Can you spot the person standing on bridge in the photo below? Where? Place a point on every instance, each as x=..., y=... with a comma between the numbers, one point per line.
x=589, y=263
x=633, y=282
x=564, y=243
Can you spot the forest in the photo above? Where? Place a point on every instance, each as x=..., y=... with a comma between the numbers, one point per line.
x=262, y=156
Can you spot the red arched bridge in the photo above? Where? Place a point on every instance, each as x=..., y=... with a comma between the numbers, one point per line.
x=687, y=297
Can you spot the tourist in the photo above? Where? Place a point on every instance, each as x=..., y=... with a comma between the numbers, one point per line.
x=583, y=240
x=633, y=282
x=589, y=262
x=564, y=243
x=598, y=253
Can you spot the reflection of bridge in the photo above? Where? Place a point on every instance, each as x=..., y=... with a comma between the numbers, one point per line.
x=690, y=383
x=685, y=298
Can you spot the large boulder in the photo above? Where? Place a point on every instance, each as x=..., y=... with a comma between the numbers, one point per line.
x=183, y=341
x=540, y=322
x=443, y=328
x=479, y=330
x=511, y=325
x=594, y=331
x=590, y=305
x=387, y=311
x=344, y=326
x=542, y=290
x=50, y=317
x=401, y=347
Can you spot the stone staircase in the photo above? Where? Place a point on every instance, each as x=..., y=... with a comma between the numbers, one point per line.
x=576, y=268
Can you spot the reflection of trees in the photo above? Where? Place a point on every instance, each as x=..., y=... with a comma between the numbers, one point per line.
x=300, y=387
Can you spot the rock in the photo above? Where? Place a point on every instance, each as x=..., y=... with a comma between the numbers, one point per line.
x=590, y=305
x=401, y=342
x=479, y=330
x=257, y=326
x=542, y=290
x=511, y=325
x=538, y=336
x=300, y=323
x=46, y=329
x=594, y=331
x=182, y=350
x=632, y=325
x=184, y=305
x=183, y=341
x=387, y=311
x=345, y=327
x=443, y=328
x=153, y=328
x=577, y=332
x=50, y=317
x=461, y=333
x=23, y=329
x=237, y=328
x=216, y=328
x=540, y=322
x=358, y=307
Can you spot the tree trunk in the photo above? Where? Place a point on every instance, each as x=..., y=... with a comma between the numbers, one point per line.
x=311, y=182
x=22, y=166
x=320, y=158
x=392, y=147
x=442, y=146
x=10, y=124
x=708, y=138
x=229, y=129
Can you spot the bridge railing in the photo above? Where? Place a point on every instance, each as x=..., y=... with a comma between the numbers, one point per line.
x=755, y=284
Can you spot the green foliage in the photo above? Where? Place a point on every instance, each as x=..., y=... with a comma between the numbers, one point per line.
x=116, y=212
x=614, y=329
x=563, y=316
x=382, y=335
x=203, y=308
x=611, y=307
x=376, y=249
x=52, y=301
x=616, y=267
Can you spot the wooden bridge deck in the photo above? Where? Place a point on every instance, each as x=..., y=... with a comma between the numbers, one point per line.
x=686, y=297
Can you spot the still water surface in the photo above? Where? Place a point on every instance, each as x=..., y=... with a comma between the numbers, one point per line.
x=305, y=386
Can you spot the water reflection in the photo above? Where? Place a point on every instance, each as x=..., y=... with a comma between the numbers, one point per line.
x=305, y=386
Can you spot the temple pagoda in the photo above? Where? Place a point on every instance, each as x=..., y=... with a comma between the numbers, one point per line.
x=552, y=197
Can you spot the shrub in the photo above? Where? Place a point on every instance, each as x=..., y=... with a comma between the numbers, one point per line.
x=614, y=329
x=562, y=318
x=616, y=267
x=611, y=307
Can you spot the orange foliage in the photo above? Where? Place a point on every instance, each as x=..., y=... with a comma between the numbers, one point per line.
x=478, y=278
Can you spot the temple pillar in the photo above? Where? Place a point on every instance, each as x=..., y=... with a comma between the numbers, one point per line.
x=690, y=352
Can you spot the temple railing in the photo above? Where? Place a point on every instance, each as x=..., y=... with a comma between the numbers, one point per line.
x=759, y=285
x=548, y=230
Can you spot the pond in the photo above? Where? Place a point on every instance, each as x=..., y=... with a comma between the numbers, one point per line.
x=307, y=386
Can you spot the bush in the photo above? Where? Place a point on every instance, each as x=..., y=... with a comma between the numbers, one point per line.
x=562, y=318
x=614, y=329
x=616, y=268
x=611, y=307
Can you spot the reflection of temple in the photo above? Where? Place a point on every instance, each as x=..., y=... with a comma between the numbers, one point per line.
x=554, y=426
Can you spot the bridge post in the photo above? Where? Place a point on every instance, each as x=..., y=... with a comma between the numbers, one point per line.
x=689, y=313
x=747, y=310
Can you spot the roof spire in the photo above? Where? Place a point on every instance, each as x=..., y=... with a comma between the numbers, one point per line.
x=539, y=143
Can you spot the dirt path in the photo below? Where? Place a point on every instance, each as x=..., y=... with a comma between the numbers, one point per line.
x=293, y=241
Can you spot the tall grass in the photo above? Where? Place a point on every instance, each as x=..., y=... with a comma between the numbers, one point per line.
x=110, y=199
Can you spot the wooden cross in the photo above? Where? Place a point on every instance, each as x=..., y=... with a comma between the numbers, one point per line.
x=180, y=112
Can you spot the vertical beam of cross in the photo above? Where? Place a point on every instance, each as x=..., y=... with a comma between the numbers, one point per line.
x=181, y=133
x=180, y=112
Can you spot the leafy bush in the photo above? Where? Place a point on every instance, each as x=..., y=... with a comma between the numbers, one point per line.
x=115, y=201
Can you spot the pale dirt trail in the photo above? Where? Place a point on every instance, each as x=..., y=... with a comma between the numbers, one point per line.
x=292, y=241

□ □ □ □

Stated goal
Quote all of the lines above word for word.

Result of this task
Can you spot the person standing on bridge in the photo below? Where? Place a point on every instance, each as x=..., y=... with a comma between the numbers, one point per line.
x=589, y=263
x=633, y=282
x=564, y=243
Can you spot the forest in the photo above? Where? Place a point on every instance, each as x=..., y=... with a comma between the numbers, one point per line.
x=262, y=156
Can you spot the red arched bridge in the photo above? Where? Place a point on every instance, each as x=..., y=... with a comma between the numbers, one point per line.
x=687, y=297
Can you spot the tourist in the photo above? Where? Place a point on every instance, each as x=..., y=... with a comma between the numbers, one point per line.
x=583, y=240
x=633, y=282
x=589, y=262
x=564, y=243
x=598, y=253
Can you spot the reflection of bridge in the photo above? Where? Place a point on every instance, each as x=..., y=... with a comma between the numbers, one point per line.
x=690, y=383
x=685, y=298
Can you spot the large boulder in the photo above? Where? Place a point on every instance, each as x=..., y=... with a comma between the numbers, one point per line.
x=183, y=341
x=540, y=322
x=443, y=328
x=479, y=330
x=511, y=325
x=594, y=331
x=590, y=305
x=387, y=311
x=344, y=326
x=542, y=290
x=50, y=317
x=401, y=347
Can you spot the stone staircase in the photo above? Where? Place a point on every instance, each as x=..., y=... with a comma between the numbers, one point per line.
x=576, y=268
Can you spot the reflection of trees in the photo above? Where? Place a point on every instance, each as x=..., y=... with a comma between the numbers, one point per line.
x=300, y=387
Can you spot the rock in the photo above? Where? Place a point on every instance, each as x=..., y=... with a comma between the numbers, one point per line.
x=590, y=305
x=401, y=342
x=479, y=330
x=257, y=326
x=542, y=290
x=511, y=325
x=538, y=336
x=300, y=323
x=46, y=329
x=594, y=331
x=182, y=350
x=632, y=325
x=184, y=305
x=183, y=341
x=387, y=311
x=345, y=327
x=443, y=328
x=153, y=328
x=577, y=332
x=50, y=317
x=461, y=333
x=23, y=329
x=237, y=328
x=216, y=328
x=540, y=322
x=358, y=307
Can you spot the tree trunk in the photo above? Where? Place a point on every instance, each as x=..., y=... with a comma between the numbers, one point per line.
x=311, y=182
x=22, y=166
x=320, y=158
x=392, y=147
x=442, y=146
x=10, y=124
x=708, y=138
x=229, y=129
Can you spot the bridge railing in the photo above? Where? Place a point on every instance, each as x=..., y=... with a comma between the numbers, one point per line.
x=755, y=284
Can you spot the green foliage in the photo above? Where? Place a point on every instance, each as x=..., y=... with a comma between the numbers, one point per line.
x=116, y=212
x=614, y=329
x=563, y=316
x=382, y=335
x=203, y=308
x=611, y=307
x=376, y=249
x=52, y=301
x=616, y=267
Can you spot the wooden bridge deck in the photo above? Where? Place a point on every instance, each as x=..., y=... with a comma between the numbers, one point per line.
x=686, y=297
Can you spot the still water surface in the photo above? Where? Place a point on every instance, each as x=..., y=... with a comma between the numbers, one point per line.
x=305, y=386
Can you spot the water reflection in the photo above? Where? Place a point on every instance, each as x=..., y=... with a comma between the numbers, one point per line.
x=305, y=386
Can you spot the temple pagoda in the photo above? Where? Place a point on every instance, each as x=..., y=... with a comma between the numbers, one point per line.
x=552, y=197
Can you spot the shrub in the photo above? Where? Place a point on every instance, each as x=..., y=... with a comma between the numbers, one point per line.
x=614, y=329
x=562, y=318
x=616, y=267
x=611, y=307
Can you spot the orange foliage in the photo above? Where? Place a point on every instance, each as x=..., y=... with a comma between the numbers, one point per line.
x=478, y=278
Can you spot the temple pillar in the photo above? Where? Place a point on every instance, each as x=..., y=... with a comma between the numbers, one point per line.
x=690, y=352
Can you spot the temple railing in the photo above? Where? Place a point on every instance, each as x=..., y=... with a comma between the numbers, one point per line.
x=759, y=285
x=548, y=230
Can you spot the pond in the photo above? Where? Place a point on every instance, each as x=..., y=... with a comma between the numbers, one point per line.
x=307, y=386
Can you spot the bush in the photo above? Where? Place a point on every instance, each as x=..., y=... with a comma between the numbers, one point per line.
x=562, y=318
x=614, y=329
x=616, y=268
x=611, y=307
Can you spot the reflection of temple in the photo above? Where? Place a point on every instance, each as x=..., y=... with a comma between the numbers, one point per line.
x=554, y=426
Can you spot the bridge post in the photo above? Where? Place a point on every instance, each as x=..., y=... with a comma between the numbers, one point per line.
x=689, y=313
x=747, y=310
Can you spot the roof spire in the photo above? Where? Place a point on every instance, each as x=..., y=... with a comma between the numbers, one point per line.
x=539, y=143
Can you spot the dirt path in the photo below? Where? Place a point on every instance, each as x=..., y=... with a comma between the numbers, one point per line.
x=293, y=241
Can you spot the tall grass in the photo above? Where? Place a point on every instance, each as x=..., y=... with a comma between the numbers, one point per line.
x=110, y=199
Can you spot the wooden cross in the photo above? Where? Place a point on every instance, each as x=..., y=... with a comma between the numbers, one point per line.
x=180, y=112
Can you spot the vertical beam of cross in the photo above? Where? Place a point on every instance, each as x=..., y=... with a comma between the numbers, one point per line.
x=181, y=133
x=180, y=112
Can you spot the leafy bush in the photo above? Where? Place a point on every instance, each as x=..., y=... with a comma between the numbers, one point per line.
x=115, y=201
Can you spot the pale dirt trail in the photo above? Where? Place a point on every instance, each as x=..., y=... with a comma between the numbers, one point per line.
x=292, y=241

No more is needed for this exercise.